**Stored records:**
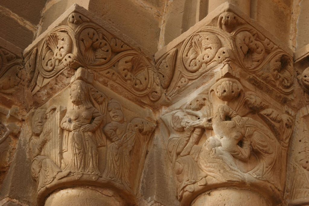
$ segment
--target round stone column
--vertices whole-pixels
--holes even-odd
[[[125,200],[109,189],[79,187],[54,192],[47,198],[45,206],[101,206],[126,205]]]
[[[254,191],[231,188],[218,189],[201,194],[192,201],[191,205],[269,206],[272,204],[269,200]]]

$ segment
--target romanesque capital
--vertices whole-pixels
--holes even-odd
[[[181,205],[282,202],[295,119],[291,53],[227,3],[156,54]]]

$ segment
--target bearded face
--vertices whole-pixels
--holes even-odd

---

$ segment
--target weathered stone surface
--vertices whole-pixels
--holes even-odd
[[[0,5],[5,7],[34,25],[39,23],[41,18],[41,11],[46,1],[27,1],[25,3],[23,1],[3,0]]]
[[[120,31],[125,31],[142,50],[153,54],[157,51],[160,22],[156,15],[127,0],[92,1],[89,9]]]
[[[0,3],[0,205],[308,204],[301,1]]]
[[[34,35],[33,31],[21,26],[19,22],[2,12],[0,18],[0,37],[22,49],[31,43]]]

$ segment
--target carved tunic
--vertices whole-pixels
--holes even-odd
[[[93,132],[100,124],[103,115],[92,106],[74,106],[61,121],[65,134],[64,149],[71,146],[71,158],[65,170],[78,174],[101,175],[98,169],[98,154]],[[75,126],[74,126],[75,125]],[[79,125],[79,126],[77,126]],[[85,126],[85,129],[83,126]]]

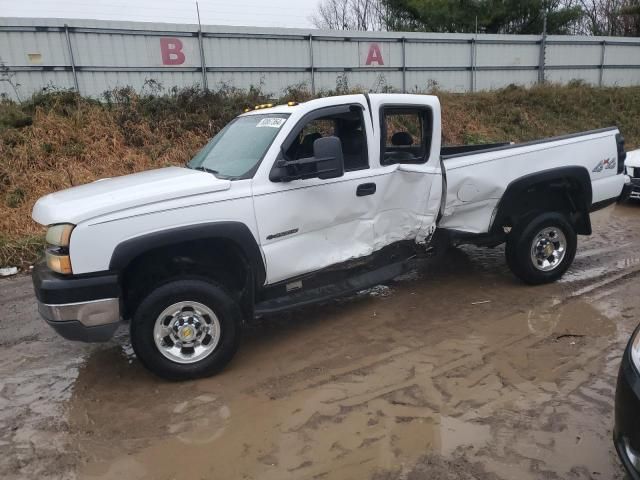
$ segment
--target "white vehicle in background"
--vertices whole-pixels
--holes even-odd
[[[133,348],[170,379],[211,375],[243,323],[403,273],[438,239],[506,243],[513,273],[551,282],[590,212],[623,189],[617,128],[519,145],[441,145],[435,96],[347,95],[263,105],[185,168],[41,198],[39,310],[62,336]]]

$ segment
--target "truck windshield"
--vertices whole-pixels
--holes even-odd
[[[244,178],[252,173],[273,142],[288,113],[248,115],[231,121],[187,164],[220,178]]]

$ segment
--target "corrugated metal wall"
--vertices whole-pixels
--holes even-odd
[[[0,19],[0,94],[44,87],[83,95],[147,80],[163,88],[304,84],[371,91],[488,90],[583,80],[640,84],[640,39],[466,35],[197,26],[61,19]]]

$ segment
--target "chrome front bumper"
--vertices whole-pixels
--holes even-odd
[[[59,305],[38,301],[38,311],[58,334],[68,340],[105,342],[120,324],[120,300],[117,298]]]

**To do:** Report every line in the records above that contains the string "stone", copying each one in full. Case counts.

**Answer to the task:**
--target round stone column
--target weathered stone surface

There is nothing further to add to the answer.